The line containing "of the blue" marks the start of the required copy, which runs to the final line of the entries; return those lines exactly, without any pictures.

** start of MATERIAL TO PROCESS **

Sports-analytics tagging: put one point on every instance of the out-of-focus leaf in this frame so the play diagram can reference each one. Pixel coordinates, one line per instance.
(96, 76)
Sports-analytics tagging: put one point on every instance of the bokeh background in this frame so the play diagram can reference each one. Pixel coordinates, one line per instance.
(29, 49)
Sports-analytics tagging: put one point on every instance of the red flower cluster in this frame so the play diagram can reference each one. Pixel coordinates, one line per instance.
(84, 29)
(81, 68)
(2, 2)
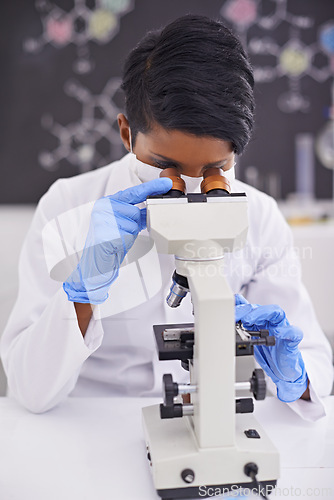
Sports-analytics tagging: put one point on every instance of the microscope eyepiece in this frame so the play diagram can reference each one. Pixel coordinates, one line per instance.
(178, 290)
(214, 183)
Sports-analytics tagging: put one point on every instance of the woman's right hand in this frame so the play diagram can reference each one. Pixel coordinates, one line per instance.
(115, 224)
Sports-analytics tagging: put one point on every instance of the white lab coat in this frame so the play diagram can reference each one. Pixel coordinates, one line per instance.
(44, 353)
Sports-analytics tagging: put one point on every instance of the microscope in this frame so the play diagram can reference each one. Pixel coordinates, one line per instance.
(203, 440)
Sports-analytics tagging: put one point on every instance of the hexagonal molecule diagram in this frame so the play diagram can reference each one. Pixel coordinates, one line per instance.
(78, 142)
(294, 59)
(81, 25)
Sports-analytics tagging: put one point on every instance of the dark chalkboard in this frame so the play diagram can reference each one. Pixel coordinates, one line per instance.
(61, 63)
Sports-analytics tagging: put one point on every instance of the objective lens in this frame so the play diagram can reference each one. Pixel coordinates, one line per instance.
(176, 294)
(178, 290)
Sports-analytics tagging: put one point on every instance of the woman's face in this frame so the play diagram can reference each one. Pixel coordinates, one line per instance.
(189, 154)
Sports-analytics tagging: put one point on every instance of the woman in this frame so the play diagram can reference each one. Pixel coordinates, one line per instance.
(82, 325)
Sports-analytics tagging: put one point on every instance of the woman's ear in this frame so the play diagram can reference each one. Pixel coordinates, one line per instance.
(124, 130)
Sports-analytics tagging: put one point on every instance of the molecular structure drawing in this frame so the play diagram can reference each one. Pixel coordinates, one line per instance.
(294, 59)
(79, 26)
(78, 142)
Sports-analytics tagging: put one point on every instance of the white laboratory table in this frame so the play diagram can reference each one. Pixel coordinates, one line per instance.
(93, 449)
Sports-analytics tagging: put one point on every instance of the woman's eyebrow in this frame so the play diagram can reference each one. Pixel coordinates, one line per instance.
(208, 165)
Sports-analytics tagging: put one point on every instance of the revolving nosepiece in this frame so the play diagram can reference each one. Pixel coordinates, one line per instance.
(179, 186)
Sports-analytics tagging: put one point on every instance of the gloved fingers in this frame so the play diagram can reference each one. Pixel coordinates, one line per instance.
(239, 299)
(263, 316)
(143, 213)
(138, 194)
(242, 311)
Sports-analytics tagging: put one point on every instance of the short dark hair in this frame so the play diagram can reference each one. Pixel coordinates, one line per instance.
(194, 76)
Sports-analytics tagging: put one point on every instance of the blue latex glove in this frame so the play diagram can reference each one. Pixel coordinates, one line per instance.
(114, 226)
(283, 362)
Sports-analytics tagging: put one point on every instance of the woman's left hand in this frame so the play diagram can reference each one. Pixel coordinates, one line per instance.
(283, 362)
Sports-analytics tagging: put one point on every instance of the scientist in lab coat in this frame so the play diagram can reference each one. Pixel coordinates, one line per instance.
(91, 283)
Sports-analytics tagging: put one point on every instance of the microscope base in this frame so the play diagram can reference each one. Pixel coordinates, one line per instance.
(172, 449)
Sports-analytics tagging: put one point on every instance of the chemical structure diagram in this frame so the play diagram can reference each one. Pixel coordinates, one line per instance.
(78, 142)
(294, 59)
(79, 26)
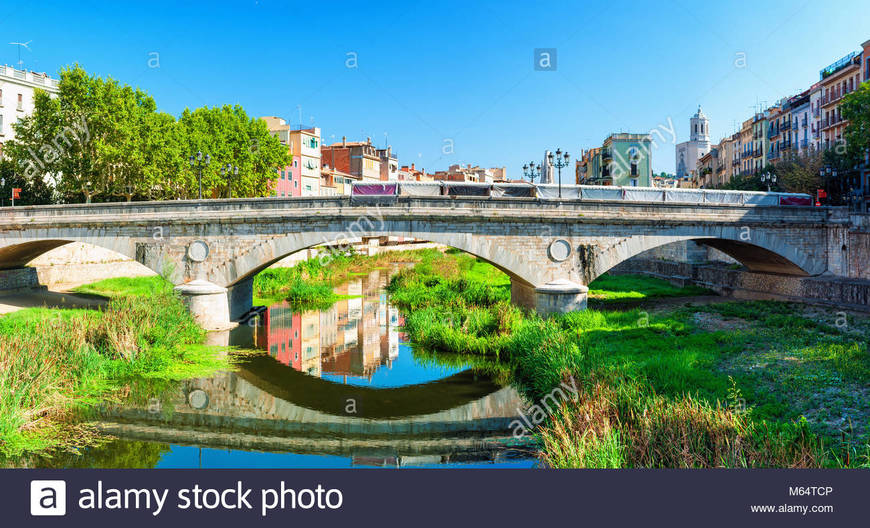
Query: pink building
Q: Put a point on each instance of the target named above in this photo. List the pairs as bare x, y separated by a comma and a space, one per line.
289, 182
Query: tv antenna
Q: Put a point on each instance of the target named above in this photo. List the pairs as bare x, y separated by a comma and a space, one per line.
21, 45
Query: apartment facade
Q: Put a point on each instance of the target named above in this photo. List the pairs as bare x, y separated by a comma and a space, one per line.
627, 160
801, 116
816, 116
17, 90
389, 164
837, 80
302, 176
358, 158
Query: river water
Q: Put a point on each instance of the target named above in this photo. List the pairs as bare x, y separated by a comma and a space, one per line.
340, 387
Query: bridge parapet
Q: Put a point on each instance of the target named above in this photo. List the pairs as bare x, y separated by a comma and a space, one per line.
551, 249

** end of MATERIAL TO PROCESS **

- [CORRECT OUTPUT]:
Sports-analytics tagging: put one point on every instance of the blue latex glove in this frame so the play diagram can reference each one. Pixel coordinates, one line per instance.
(114, 226)
(283, 362)
Sports-analytics tagging: put one point on every instance of the woman's left hand in this frame so the play diagram can reference each one. Pixel coordinates, one line per instance.
(283, 362)
Sports-analytics tagging: put one point on every instance of the scientist in lab coat in this frame so the play diagram can reference each one. Pixel coordinates, one line per instance.
(91, 283)
Sports-analytics tagging: put one point on every instance of the microscope base in this frame so the play diagram can reference each one. Pixel coordinates, one line per instance.
(172, 449)
Sports-analytics tagging: put one point on every instance of the chemical structure diagram in this frame so the play diagram can reference each one. Pixel coordinates, one line per instance.
(78, 142)
(294, 59)
(79, 26)
Query: pink building
Q: Put a point on each instance of the target named above in this photo. List the pairs as bare x, y separated by a comma and a space, one per line.
289, 182
Query: tv antenna
Q: Put a point on each instance of the target named above in this photo. List the pairs as bare x, y separated by a comma and a space, one per line.
21, 45
Query: apartment facade
Q: Put a point on each instance of the target named above in this photo. List the pairs as bare x, y separated by a comma and a space, one per line.
627, 160
801, 116
816, 116
17, 90
389, 164
837, 80
302, 176
358, 158
Query: river water
Q: Put a point on each instance of the target named above in this photo. List the pairs as bare x, y separated by a comma and a space, one per line.
340, 387
Query: bridge parapet
Q: Put a point on each instance of the target named above in this photo. List the pairs as bare x, y separated by a comma and a space, one per line.
551, 249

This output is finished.